Short task ▸ Pull out each line of the records below that contains the string "draw", matching case exactly.

[Dataset excerpt]

★ ★ ★ ★ ★

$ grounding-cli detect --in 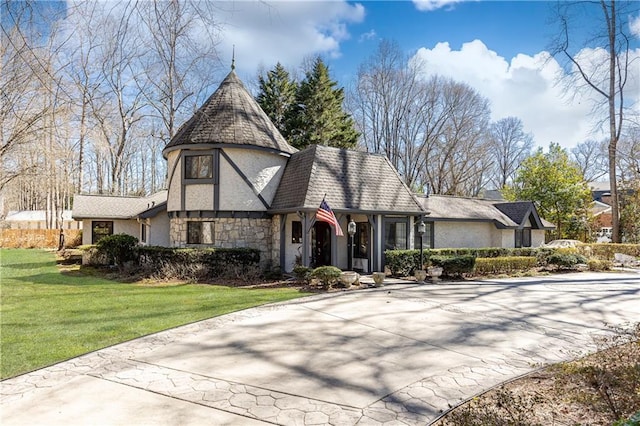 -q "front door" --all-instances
[312,222,331,268]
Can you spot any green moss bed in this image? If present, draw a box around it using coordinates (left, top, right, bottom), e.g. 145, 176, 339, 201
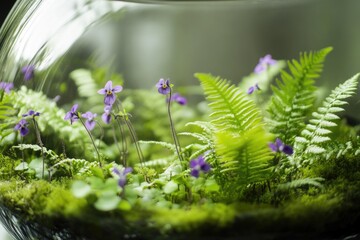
0, 155, 360, 239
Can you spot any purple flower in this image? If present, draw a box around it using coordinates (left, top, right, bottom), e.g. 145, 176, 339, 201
81, 112, 97, 131
22, 110, 40, 117
14, 119, 29, 137
167, 93, 187, 105
64, 104, 79, 124
254, 54, 277, 73
190, 156, 211, 178
101, 106, 111, 124
0, 82, 14, 93
247, 83, 260, 94
156, 78, 171, 95
98, 81, 122, 106
112, 167, 132, 188
21, 65, 35, 81
269, 138, 294, 155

★ ★ ★ ★ ★

Finished exercise ▸
Can you spot any green moss bed in this image? If present, draw a box around it using coordinates (left, top, right, bottom), e.g. 145, 176, 339, 201
Can you spot any purple flower in this image? If present, draw a box around it using coordinates (left, top, right, bottom), e.g. 145, 176, 339, 201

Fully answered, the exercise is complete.